WHAT YOU ARE ASKED TO DO
Lay out the lines below as a numbered list, skipping any blank lines. Leave the pictures out of your answer.

Entries taken from a collection:
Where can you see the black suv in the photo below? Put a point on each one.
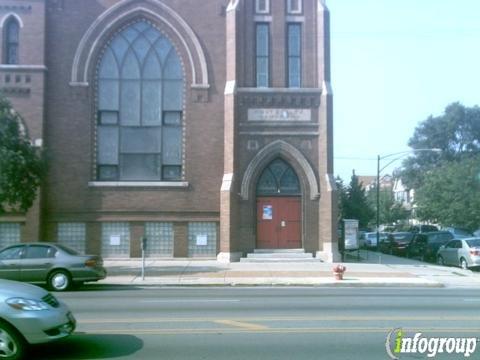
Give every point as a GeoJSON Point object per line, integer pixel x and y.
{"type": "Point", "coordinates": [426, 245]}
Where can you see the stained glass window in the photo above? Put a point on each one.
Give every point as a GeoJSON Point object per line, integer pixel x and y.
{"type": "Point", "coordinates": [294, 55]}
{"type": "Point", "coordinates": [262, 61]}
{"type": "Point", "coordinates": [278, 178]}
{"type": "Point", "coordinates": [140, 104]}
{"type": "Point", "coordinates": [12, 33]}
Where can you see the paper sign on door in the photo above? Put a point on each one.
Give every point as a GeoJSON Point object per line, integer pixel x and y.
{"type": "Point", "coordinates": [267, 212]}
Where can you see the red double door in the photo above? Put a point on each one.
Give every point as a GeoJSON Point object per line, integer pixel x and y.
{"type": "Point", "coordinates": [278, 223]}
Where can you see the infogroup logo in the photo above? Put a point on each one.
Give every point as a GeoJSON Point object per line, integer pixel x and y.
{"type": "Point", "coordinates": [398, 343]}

WRITTEN ANSWER
1. Where can you see the black suv in the photo below? Put a point on each one.
2. Give every point as a GeoJSON Point object per line, integer pixel x and y.
3. {"type": "Point", "coordinates": [426, 245]}
4. Where can you see the stained glass window in the photo above? Put a point on each one.
5. Give every point as a GeoJSON Point object per line, integer pixel x and y.
6. {"type": "Point", "coordinates": [294, 55]}
7. {"type": "Point", "coordinates": [262, 61]}
8. {"type": "Point", "coordinates": [278, 178]}
9. {"type": "Point", "coordinates": [140, 104]}
10. {"type": "Point", "coordinates": [12, 33]}
11. Where can you see the paper sign on door in the photo above? Put a point on each one.
12. Give every point as a GeoJSON Point object per line, integer pixel x and y.
13. {"type": "Point", "coordinates": [267, 212]}
14. Where can you see the red double door in the photo above? Put a point on each one.
15. Give every point as a GeoJSON Point object per line, integer pixel x and y.
16. {"type": "Point", "coordinates": [278, 223]}
17. Where can you see the infogroup logo in the photo above? Put a point on each one.
18. Give every point as a GeoJSON Point object per line, integer pixel x and y.
19. {"type": "Point", "coordinates": [398, 343]}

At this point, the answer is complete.